▸ Exercise description
Your reply should repeat all records verbatim and contain no images.

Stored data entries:
++++++
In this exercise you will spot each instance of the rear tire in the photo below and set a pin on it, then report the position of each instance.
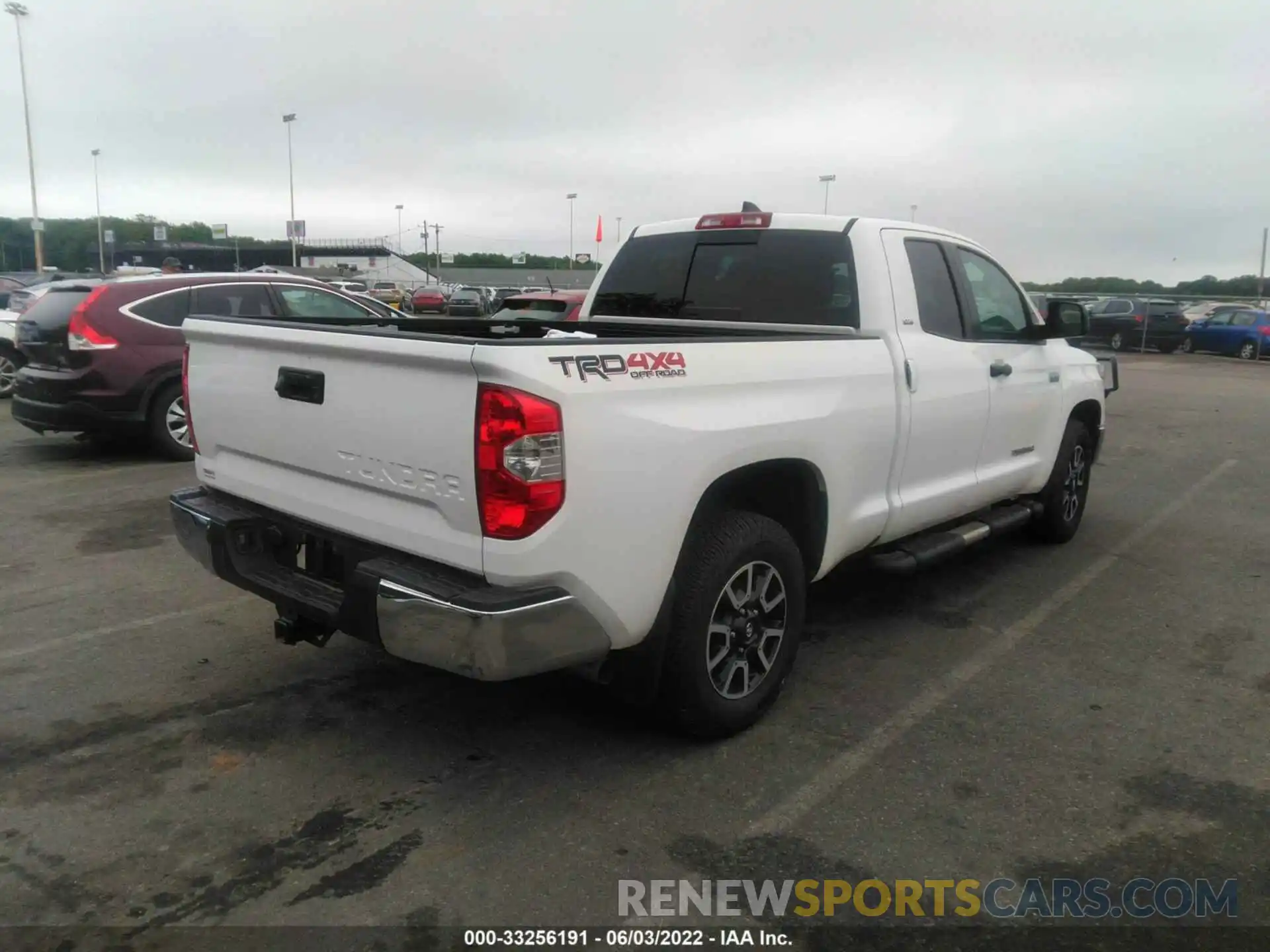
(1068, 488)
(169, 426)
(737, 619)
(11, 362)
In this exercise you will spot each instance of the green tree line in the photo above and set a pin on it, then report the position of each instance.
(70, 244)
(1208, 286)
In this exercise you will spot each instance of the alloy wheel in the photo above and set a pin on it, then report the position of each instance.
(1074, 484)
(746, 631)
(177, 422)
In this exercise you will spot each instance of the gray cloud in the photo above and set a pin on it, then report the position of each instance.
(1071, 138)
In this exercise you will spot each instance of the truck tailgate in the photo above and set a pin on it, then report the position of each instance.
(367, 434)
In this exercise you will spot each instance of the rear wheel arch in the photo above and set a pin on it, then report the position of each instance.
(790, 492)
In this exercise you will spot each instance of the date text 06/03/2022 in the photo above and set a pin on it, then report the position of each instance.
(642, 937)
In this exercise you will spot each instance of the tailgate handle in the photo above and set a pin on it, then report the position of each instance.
++++++
▸ Written answer
In this exercise you will spot each instance of the rear tire in the photo below and set a pin on it, then report the position of each instance.
(1068, 488)
(169, 426)
(737, 619)
(11, 362)
In this exercise you will spot each instance of the green tree line in the photo above and set a pin on it, then report the position of each instance.
(70, 244)
(1208, 286)
In this exercise you will spot each instance of the alloy wheel in the photo above and set a pin on it, then report the position of each instance.
(1074, 484)
(746, 631)
(177, 422)
In this exercise you will spot each instance of the gray cloud in the photo above and set a pin on it, then report the position of each instance.
(1071, 138)
In this exercise you will spot each instance of the truck tailgate in the photo above and set a pin on it, then report the position of each instance.
(367, 434)
In this exercise you will spot each instance of the rear wheel arch in the photo above and set a pin on it, then report the position of each instance.
(790, 492)
In this exercise you will spot each instance of the date text 06/03/2022 in the photo above and set a pin on it, then report the position of each instance.
(642, 937)
In this exercise you will spot each instance of the tailgate handle in the photo above and set a pin on it, then report the position of each instance.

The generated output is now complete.